» **Exercise**
Count the lines in the records below that contain the string "courtyard", treating uppercase and lowercase as different. Reply with the number alone.
==========
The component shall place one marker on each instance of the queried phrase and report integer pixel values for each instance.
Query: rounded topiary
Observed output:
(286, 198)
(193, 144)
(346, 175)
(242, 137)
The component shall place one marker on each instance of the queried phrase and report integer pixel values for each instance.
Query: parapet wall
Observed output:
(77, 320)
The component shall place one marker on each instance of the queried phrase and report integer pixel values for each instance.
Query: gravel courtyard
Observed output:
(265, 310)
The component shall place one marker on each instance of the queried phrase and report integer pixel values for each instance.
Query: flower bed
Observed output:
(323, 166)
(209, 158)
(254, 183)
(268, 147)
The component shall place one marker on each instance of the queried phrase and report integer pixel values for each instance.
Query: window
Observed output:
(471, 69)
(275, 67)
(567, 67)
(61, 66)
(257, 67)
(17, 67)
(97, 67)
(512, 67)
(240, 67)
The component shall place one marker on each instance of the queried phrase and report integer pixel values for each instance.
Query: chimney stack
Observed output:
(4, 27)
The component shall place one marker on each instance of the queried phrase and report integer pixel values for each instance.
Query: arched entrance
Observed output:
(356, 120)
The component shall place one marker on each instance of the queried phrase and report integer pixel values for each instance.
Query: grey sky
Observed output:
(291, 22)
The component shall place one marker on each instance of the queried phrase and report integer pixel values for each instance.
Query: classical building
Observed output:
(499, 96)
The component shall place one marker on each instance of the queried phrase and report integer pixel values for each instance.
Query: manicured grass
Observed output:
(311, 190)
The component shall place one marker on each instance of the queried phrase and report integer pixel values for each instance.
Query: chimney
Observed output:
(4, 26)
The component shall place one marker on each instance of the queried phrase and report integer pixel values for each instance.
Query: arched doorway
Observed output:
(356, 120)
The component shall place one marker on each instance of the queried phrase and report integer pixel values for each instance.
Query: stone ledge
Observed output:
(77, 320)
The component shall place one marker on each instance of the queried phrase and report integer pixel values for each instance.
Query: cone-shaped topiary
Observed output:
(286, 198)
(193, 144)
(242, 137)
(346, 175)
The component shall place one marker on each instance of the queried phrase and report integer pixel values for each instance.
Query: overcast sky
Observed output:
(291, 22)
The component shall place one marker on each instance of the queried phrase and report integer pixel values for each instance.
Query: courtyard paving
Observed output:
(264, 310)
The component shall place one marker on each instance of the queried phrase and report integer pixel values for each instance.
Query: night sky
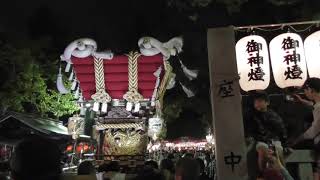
==========
» **Finished exercise**
2